→ **Directions**:
Copy out every line of the listing below that contains the word "timbered".

→ **Provided records**:
::::

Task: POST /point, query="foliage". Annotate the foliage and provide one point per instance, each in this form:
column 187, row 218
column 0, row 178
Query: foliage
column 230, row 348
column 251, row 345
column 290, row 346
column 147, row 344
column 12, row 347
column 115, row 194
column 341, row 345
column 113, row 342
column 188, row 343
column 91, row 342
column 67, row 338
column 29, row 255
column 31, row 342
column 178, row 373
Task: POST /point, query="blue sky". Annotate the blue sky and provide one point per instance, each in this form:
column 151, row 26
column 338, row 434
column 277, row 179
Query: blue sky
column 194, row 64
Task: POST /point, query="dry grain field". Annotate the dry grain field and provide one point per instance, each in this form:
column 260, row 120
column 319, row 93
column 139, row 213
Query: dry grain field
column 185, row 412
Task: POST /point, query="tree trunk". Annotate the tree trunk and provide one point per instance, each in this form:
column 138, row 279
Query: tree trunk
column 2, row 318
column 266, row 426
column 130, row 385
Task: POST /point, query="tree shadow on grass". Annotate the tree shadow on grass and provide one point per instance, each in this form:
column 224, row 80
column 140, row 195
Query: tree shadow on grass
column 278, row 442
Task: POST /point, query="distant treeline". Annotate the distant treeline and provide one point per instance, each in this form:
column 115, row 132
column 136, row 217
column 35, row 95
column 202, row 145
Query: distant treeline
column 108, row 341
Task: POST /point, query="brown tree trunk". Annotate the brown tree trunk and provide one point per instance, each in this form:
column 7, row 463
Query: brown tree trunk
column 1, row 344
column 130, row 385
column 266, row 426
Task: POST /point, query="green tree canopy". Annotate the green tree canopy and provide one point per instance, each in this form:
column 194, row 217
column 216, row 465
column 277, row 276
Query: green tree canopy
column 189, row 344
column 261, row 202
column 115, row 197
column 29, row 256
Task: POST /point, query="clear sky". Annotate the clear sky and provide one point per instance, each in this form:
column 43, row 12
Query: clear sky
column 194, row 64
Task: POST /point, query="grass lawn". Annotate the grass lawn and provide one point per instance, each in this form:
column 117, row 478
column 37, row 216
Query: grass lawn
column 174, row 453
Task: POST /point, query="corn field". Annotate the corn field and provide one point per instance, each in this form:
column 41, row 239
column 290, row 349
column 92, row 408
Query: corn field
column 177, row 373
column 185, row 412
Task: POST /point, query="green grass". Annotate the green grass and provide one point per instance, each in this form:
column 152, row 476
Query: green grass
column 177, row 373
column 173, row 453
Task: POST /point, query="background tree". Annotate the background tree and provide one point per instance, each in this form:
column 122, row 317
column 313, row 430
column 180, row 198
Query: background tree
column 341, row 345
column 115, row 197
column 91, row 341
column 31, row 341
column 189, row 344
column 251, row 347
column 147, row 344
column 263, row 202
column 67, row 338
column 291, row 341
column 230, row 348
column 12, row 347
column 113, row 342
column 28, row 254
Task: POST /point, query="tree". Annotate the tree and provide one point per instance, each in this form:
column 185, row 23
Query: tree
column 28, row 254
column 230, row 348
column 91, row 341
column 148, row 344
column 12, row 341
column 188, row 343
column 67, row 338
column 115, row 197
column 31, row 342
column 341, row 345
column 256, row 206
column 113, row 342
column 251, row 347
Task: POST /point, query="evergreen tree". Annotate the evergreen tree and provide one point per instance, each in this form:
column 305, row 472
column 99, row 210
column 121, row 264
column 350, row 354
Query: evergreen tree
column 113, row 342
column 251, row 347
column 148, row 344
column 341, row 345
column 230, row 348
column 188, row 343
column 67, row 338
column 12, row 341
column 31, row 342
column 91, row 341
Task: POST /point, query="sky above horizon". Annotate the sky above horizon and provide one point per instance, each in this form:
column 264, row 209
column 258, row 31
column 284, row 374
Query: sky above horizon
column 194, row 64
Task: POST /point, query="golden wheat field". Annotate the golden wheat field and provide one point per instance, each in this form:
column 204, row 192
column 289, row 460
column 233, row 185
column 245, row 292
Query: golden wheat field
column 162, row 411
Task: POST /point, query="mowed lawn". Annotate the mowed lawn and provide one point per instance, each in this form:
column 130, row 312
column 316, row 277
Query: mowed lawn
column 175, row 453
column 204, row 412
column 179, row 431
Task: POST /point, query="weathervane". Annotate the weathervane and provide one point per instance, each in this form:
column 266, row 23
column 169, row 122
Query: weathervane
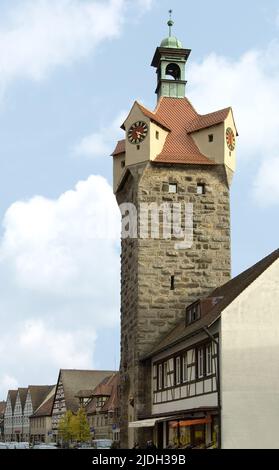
column 170, row 22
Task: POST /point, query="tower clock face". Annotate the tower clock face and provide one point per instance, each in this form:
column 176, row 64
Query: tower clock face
column 230, row 138
column 137, row 132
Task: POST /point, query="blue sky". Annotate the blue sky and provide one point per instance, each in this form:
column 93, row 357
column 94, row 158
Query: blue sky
column 69, row 71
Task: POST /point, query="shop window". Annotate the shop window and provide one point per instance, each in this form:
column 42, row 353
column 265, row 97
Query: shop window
column 177, row 370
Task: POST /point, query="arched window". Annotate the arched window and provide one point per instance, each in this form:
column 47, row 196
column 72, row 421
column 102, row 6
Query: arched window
column 174, row 71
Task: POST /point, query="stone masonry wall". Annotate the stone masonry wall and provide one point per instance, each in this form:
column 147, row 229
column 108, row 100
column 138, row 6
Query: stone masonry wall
column 149, row 308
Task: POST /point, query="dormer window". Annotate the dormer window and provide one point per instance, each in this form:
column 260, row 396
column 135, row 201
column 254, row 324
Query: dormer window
column 193, row 313
column 172, row 188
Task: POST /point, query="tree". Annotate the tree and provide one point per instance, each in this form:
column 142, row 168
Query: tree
column 81, row 429
column 66, row 427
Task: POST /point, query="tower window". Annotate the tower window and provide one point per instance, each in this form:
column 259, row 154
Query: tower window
column 172, row 188
column 174, row 71
column 200, row 188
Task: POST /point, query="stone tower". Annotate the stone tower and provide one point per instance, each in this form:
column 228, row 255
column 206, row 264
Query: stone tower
column 171, row 156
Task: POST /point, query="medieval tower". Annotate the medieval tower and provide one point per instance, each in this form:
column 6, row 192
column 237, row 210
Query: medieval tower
column 171, row 156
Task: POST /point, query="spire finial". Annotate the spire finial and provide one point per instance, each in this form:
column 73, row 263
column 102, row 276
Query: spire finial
column 170, row 22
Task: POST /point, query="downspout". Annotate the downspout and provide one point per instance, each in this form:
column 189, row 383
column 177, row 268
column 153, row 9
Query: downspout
column 218, row 382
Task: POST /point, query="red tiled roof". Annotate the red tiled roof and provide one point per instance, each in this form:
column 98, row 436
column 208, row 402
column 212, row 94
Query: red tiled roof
column 180, row 118
column 120, row 148
column 226, row 294
column 179, row 146
column 45, row 408
column 154, row 117
column 208, row 120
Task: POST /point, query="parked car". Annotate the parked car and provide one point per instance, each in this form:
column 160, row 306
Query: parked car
column 3, row 445
column 44, row 446
column 102, row 444
column 17, row 445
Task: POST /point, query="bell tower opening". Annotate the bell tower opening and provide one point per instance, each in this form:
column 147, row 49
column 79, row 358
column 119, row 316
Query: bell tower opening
column 173, row 70
column 170, row 59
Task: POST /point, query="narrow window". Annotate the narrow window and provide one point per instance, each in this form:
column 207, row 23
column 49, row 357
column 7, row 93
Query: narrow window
column 200, row 188
column 200, row 362
column 177, row 370
column 208, row 359
column 160, row 377
column 184, row 368
column 165, row 374
column 172, row 188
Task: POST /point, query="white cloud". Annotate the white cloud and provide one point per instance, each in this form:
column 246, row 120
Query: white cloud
column 266, row 186
column 38, row 35
column 251, row 85
column 101, row 143
column 59, row 275
column 8, row 383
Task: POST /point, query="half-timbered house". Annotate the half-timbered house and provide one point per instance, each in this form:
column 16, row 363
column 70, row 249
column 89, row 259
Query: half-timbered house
column 210, row 373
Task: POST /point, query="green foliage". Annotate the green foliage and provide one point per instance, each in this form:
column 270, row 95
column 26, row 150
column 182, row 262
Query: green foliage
column 80, row 426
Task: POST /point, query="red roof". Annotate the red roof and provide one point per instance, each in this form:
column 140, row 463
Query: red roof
column 180, row 118
column 208, row 120
column 179, row 146
column 120, row 148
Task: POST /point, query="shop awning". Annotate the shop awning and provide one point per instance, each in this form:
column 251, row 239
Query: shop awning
column 147, row 423
column 190, row 422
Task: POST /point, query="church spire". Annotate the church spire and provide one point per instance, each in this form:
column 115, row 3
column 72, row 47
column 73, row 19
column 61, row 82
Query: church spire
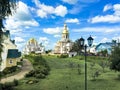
column 65, row 33
column 65, row 30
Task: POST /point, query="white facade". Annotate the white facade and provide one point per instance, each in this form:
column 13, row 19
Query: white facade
column 33, row 46
column 64, row 45
column 8, row 44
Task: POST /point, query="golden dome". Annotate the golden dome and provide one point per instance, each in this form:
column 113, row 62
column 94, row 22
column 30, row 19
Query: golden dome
column 65, row 29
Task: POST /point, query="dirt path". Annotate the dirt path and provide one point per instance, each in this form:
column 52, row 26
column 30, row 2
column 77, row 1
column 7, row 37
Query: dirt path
column 25, row 69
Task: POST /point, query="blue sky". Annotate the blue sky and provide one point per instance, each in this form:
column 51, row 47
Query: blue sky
column 44, row 20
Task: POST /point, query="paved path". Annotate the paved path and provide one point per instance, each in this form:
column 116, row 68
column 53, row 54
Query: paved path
column 25, row 69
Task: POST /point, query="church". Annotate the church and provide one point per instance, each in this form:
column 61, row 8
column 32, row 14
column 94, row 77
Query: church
column 64, row 45
column 32, row 46
column 10, row 54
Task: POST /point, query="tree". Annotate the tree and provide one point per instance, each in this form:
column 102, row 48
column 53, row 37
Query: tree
column 7, row 7
column 115, row 58
column 76, row 46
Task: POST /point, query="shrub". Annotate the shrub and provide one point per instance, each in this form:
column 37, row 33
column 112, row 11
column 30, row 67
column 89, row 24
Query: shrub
column 15, row 82
column 63, row 56
column 8, row 86
column 9, row 70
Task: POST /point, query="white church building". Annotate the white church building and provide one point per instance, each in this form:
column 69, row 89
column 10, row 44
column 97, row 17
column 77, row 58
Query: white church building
column 64, row 45
column 33, row 46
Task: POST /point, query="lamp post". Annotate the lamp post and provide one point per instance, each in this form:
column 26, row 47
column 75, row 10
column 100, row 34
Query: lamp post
column 90, row 41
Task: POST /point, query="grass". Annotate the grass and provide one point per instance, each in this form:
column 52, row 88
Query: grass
column 64, row 76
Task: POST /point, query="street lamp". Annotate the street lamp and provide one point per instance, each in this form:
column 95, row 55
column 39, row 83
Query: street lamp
column 90, row 41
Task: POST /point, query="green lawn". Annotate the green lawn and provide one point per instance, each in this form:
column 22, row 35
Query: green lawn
column 64, row 76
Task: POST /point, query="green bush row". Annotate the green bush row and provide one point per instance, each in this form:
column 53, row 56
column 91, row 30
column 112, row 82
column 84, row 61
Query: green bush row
column 41, row 68
column 9, row 85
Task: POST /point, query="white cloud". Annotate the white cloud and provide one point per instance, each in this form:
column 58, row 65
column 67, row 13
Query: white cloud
column 70, row 1
column 53, row 31
column 105, row 40
column 19, row 40
column 41, row 39
column 110, row 18
column 75, row 20
column 44, row 11
column 57, row 36
column 61, row 10
column 107, row 7
column 21, row 18
column 107, row 18
column 45, row 41
column 99, row 29
column 116, row 38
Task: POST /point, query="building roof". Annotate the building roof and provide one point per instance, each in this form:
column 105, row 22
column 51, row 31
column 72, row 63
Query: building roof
column 13, row 53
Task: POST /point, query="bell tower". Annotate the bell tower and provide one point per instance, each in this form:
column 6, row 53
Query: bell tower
column 65, row 33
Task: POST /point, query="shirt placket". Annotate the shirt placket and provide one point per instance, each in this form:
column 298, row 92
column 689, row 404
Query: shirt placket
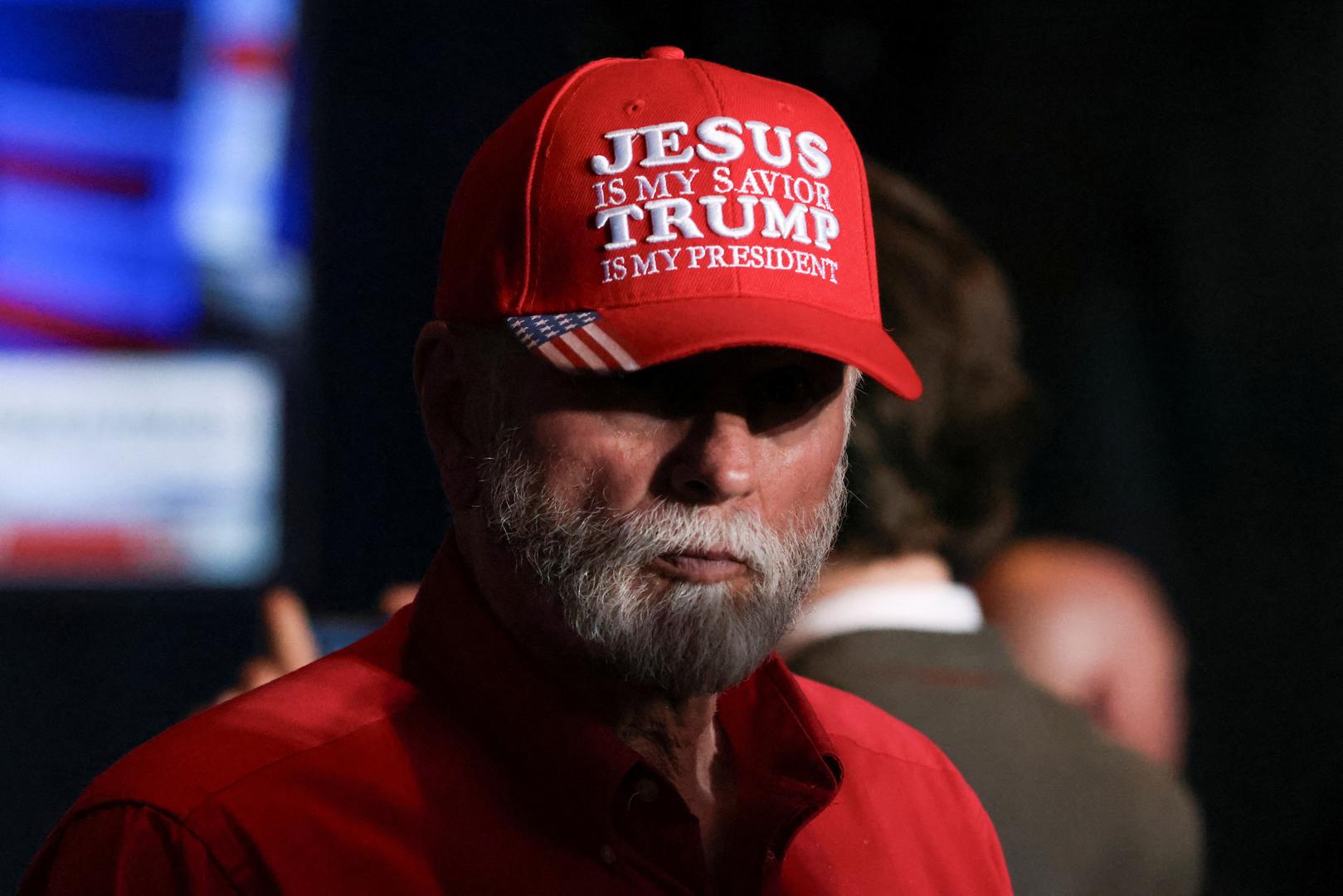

::::

→ **Exercise response**:
Task: POST /point, query="half-timbered house". Annotate the half-timbered house and provide one point per instance, each in this form:
Query: half-timbered house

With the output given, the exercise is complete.